**Selected extract:**
Staying healthy by shopping smart

7 May 2020
Nutrition Shop Smart Cover

Eating well can appear easier said than done, but by buying simple ingredients you can make delicious, healthy meals on a wide range of budgets. 

Sticking to a list, buying frozen food and making the most of leftovers are just some of the ways you can make your funds go further.

Craig Umenyi, a performance nutritionist at Tottenham Hotspur, selects foods that footballers eat to stay fit.

You can also get them when you shop, so you can follow our three-step guide to good nutrition: Repair; Energise; Protect.


Tinned mackerel
The physical demands of Premier League football can cause increased levels of muscle soreness and inflammation for several days after a game. Omega-3 fatty acids – as found in oily fish such as mackerel, sardines and salmon - have anti-inflammatory properties that, when consumed regularly and consistently in the diet, can help aid this recovery.

Semi-skimmed milk
Milk is an ideal recovery drink as not only is it high in protein (for muscle repair), it contains carbohydrate for refuelling and fluid for rehydration.

Tinned tuna
A low-fat, high-protein option that is an excellent and affordable cupboard staple. Add to salads for a light lunch on days where you carry out very little physical activity, or have it as a topping on a jacket potato with vegetables for a post-workout recovery meal.

**Tasks:**
1 – Duplicate the passage from the shopping-smart article word for word, starting with "Semi-skimmed milk" and going on through "fluid for rehydration.".
2 – According to the shopping-smart article, what is Craig Umenyi's job at Tottenham Hotspur?
The rows that follow aren't needed for anything here.

**Listed records:**
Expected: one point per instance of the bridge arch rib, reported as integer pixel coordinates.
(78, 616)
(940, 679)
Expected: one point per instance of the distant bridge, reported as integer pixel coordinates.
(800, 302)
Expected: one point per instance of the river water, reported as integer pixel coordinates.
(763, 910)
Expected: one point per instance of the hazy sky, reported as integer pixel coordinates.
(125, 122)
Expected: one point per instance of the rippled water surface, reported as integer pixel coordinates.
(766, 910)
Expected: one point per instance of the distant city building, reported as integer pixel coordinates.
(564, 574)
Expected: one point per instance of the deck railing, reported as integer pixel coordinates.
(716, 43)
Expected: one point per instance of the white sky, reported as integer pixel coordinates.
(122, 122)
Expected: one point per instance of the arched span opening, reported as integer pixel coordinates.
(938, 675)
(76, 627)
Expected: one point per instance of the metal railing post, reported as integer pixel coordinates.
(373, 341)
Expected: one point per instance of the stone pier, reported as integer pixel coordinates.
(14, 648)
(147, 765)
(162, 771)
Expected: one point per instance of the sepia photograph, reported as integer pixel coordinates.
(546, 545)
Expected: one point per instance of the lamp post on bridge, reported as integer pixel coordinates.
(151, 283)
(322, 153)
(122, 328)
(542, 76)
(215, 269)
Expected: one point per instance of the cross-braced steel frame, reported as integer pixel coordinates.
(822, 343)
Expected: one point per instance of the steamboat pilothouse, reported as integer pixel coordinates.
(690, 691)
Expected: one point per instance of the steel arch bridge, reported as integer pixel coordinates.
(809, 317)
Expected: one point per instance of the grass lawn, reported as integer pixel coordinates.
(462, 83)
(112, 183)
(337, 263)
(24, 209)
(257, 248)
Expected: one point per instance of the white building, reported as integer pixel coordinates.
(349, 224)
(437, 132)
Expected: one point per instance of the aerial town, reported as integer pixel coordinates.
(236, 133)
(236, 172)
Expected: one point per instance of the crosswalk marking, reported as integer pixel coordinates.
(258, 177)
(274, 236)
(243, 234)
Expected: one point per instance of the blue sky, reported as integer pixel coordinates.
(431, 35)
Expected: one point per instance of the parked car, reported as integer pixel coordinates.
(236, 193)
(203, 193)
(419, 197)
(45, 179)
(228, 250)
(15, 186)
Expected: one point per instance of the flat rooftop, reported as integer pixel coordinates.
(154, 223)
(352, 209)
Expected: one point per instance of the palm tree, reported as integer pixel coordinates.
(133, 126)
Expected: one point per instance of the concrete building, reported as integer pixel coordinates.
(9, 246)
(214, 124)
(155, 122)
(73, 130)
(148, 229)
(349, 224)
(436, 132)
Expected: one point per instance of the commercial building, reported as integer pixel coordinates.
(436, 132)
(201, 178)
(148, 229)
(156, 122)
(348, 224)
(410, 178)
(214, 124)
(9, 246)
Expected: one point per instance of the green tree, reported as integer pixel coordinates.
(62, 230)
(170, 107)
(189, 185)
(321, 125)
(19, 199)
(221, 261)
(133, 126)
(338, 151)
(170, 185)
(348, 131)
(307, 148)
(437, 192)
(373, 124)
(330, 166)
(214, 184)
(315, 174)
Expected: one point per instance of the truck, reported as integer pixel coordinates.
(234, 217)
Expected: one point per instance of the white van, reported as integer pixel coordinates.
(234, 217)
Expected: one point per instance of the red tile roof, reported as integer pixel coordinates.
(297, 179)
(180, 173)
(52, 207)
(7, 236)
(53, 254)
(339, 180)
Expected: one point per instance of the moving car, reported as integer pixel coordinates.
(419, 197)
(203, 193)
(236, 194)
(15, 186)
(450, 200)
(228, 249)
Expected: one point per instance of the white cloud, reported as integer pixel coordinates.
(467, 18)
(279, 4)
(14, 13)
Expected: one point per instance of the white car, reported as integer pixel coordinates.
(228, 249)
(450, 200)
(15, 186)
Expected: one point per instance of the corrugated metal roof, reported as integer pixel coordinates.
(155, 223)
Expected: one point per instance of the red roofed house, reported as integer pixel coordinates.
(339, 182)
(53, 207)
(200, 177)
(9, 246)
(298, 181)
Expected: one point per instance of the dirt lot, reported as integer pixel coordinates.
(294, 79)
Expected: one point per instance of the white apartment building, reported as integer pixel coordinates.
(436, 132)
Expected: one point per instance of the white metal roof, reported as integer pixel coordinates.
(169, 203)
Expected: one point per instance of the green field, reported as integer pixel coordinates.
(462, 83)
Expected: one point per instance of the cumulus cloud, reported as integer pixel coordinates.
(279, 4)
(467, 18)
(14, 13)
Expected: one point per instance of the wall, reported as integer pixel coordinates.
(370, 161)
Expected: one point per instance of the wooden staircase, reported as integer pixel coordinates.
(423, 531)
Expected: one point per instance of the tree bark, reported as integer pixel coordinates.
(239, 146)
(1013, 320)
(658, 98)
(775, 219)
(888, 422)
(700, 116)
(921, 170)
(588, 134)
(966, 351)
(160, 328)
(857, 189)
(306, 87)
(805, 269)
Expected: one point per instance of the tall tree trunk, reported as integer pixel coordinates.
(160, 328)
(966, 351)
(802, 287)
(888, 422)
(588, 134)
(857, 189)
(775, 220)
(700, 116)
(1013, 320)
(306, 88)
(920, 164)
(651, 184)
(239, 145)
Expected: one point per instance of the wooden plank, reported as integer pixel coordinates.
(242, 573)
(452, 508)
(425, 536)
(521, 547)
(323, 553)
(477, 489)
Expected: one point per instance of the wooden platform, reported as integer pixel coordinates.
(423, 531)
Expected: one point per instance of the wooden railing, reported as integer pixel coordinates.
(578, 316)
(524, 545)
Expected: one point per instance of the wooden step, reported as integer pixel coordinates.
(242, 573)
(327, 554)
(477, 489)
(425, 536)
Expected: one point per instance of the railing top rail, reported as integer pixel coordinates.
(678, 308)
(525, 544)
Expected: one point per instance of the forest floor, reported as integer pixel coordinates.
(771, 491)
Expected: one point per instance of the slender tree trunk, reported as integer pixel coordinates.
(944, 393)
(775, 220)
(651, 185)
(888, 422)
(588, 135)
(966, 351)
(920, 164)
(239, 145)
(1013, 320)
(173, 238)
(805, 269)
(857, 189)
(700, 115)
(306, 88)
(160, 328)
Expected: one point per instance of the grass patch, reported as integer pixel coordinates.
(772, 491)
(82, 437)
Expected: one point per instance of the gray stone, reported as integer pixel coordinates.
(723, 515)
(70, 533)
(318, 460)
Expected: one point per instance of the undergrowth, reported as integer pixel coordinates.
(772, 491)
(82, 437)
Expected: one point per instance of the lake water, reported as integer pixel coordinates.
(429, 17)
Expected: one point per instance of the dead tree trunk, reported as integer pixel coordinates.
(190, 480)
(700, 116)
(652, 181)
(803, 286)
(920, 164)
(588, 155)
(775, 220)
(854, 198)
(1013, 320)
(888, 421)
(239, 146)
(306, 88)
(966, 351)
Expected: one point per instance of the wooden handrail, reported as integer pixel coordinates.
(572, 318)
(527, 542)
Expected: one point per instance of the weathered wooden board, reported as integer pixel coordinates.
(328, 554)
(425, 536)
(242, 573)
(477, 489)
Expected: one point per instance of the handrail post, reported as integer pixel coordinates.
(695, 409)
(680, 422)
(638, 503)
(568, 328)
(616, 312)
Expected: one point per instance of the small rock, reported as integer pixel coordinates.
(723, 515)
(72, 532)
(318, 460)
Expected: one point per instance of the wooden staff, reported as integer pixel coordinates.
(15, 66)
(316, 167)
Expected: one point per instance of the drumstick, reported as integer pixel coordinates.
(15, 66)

**Expected results:**
1 –
Semi-skimmed milk
Milk is an ideal recovery drink as not only is it high in protein (for muscle repair), it contains carbohydrate for refuelling and fluid for rehydration.

2 – He is a performance nutritionist.